> _Aim of the task_
How would you render the sentence "Differentiate w.r.t. x the function in Exercises 1 to 11." from the exercise list below in Spanish?

> _Given text_
┌──

Miscellaneous Exercise

Differentiate w.r.t. x the function in Exercises 1 to 11.

1. \(\left(3x^2-9x+5\right)^9\).

2. \({sin}^3{x}+{cos}^6{x}\).

3. \(\left(5x\right)^{3cos{2}x}\).

4. \({sin}^{-1}{\left(x\sqrt x\right)}\),\(0\le\ x\le1\).

5. \(\frac{{cos}^{-1}{\frac{x}{2}}}{\sqrt{2x+7}}\),\(-2<x<2\).

6. \({cot}^{-1}{\left[\frac{\sqrt{1+sin{x}}+\sqrt{1-sin{x}}}{\sqrt{1+sin{x}}-\sqrt{1-sin{x}}}\right]}\),\(0<x<\frac{\pi}{2}\).

7. \(\left(log{x}\right)^{log{x}}\), \(x>1\).

8. \(cos{\left(acos{x}+bsin{x}\right)}\), for some constant a and b.

9. \(\left(sin{x}-cos{x}\right)^{\left(sin{x}-cos{x}\right)}\), \(\frac{\pi}{4}<x<\frac{3\pi}{4}\).

10. \(x^x+x^a+a^x+a^a\), for some fixed a>0 and x>0.

11. \(x^{x^2-3}+\left(x-3\right)^{x^2}\), for x>3.

12. Find \(\frac{dy}{dx}\), if \(y=12\left(1-cos{t}\right)\),\(x=10\left(t-sin{t}\right)\),\(-\frac{\pi}{2}<t<\frac{\pi}{2}\).

13. Find \(\frac{dy}{dx}\), If \(y={sin}^{-1}{x}+{sin}^{-1}{\sqrt{1-x^2}}\),\(-1\le\ x\le1\).

14. If \(x\sqrt{1+y}+y\sqrt{1+x}=0\), for \(-1<x<1\), prove that \(\frac{dy}{dx}=-\frac{1}{\left(1+x\right)^2}\).

└──

> _Excerpted records_
┌──

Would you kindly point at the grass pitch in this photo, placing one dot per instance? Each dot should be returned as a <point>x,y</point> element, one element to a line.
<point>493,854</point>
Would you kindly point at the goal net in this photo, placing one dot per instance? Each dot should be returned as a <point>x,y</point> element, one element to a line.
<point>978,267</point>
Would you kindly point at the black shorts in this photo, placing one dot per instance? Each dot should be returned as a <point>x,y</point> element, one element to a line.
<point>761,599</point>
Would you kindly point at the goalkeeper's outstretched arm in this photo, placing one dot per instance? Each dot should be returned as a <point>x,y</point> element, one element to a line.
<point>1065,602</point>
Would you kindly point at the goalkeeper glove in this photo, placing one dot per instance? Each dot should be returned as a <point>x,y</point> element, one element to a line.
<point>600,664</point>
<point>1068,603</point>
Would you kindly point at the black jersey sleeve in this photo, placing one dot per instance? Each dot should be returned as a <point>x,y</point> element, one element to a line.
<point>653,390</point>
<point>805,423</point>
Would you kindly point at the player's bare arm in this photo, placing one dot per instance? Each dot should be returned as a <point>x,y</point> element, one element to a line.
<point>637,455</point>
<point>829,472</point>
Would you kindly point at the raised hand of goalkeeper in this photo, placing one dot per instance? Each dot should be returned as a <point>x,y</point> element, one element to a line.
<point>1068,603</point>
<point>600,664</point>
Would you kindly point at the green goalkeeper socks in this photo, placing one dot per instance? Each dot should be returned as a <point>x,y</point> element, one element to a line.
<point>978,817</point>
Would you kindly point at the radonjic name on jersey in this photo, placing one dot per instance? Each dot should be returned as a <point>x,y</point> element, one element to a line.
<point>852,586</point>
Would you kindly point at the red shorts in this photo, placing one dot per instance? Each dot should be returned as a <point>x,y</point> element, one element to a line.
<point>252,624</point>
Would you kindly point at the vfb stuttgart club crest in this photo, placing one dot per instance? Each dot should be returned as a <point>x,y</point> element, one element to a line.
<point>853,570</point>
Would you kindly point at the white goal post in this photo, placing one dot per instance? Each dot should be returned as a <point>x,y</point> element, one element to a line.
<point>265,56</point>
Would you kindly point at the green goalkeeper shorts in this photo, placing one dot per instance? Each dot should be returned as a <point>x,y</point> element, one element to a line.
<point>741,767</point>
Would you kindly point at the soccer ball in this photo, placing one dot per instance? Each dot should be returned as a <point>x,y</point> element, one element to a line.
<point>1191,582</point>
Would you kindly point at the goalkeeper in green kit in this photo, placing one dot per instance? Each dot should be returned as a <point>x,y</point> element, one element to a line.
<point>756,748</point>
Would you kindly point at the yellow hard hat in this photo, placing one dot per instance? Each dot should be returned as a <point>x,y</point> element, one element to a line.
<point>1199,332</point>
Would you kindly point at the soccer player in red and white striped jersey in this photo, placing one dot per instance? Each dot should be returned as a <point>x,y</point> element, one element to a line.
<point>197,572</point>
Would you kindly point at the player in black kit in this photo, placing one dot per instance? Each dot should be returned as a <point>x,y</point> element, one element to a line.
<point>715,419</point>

└──

> _Result for this exercise_
Deriva con respecto a x la función de los ejercicios 1 a 11.